_DATA FOR THE TASK_:
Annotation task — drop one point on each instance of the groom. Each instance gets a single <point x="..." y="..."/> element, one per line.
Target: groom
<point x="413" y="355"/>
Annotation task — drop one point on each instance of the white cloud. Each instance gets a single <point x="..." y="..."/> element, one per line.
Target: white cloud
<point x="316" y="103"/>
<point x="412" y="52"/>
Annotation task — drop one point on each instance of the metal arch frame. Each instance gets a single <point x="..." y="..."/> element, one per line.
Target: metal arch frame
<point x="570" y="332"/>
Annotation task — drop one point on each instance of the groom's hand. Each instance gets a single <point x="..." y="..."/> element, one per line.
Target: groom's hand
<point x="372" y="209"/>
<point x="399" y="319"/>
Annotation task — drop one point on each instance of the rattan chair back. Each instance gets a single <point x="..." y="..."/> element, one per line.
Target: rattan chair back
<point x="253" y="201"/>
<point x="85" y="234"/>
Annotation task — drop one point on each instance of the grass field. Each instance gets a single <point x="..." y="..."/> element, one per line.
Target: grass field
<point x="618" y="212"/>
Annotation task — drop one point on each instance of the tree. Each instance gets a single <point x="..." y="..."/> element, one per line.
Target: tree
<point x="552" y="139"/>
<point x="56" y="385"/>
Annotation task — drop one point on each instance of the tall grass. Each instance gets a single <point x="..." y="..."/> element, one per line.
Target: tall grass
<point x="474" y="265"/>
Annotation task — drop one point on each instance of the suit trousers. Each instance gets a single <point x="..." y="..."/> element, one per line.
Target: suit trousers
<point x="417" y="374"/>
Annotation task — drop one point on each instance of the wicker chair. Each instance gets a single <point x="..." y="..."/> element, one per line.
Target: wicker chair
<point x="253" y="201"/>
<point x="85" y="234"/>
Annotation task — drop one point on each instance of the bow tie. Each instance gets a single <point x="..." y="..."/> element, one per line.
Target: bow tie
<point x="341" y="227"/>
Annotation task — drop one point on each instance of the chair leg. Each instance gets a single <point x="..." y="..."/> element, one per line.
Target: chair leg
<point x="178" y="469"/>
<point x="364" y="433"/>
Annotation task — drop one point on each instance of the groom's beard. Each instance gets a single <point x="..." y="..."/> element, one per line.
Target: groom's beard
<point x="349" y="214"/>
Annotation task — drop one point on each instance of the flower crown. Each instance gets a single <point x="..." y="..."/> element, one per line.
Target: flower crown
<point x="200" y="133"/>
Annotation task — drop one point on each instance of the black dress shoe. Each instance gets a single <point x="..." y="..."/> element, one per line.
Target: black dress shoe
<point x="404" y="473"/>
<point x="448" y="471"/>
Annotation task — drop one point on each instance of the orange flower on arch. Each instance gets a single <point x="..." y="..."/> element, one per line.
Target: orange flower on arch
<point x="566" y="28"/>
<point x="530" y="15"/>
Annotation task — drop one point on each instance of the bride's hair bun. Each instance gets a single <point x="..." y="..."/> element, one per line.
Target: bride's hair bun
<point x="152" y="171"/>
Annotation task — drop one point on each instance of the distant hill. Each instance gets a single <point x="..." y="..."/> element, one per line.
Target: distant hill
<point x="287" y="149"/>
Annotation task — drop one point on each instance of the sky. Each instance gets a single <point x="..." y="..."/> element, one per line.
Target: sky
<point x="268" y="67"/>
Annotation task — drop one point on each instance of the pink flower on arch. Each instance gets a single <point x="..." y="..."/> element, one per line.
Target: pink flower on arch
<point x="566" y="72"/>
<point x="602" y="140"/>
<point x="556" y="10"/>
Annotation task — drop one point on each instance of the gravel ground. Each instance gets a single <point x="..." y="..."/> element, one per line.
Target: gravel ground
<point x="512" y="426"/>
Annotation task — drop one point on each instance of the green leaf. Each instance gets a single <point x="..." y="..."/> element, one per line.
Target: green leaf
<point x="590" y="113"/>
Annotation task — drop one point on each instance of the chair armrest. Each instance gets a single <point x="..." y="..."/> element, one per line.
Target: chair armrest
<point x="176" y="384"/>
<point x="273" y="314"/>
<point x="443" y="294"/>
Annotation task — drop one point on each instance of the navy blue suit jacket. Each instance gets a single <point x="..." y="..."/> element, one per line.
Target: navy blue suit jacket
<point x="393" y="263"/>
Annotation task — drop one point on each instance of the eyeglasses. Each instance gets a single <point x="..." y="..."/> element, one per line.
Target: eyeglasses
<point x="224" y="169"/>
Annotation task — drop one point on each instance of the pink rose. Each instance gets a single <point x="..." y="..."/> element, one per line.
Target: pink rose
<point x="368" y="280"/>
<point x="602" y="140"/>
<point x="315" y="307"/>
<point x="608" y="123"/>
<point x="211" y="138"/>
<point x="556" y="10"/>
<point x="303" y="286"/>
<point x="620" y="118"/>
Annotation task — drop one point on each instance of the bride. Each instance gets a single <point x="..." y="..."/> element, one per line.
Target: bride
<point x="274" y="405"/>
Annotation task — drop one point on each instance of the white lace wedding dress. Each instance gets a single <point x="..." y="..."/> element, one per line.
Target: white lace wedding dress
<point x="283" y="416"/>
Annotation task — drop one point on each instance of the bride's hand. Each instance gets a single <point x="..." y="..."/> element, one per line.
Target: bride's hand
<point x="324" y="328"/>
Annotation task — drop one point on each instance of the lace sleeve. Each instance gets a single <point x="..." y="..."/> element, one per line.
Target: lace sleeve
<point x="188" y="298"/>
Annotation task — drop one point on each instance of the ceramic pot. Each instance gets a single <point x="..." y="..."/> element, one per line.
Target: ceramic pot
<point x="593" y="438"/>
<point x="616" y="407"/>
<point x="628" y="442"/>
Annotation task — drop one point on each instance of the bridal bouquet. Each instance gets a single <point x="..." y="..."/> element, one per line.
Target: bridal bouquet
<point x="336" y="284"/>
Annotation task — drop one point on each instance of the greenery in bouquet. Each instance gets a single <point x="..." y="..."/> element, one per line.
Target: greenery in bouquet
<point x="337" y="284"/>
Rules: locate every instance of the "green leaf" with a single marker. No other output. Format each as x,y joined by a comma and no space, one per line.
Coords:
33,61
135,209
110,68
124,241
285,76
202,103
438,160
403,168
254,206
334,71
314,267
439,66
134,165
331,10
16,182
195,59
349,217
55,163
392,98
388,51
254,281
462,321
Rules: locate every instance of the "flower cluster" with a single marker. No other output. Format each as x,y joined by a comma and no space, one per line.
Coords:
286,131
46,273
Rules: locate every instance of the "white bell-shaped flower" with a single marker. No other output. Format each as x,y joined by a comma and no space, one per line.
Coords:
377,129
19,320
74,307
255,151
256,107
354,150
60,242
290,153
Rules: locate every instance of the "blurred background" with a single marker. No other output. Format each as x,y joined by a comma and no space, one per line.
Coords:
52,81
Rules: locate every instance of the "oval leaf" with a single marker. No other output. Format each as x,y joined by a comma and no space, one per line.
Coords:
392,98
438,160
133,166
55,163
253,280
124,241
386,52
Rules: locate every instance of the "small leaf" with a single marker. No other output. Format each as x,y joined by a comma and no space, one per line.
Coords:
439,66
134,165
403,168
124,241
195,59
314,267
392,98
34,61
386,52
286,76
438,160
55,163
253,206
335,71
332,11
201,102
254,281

_REQUIREMENT_:
Pull out every line of the material above that contains the word "blue", matching case exactly so that uppercase and lowercase count as different.

_THE RESULT_:
Annotation task — drop one point on each instance of the navy blue suit jacket. Each instance gets a single <point x="..." y="..."/> element, one per line.
Target: navy blue suit jacket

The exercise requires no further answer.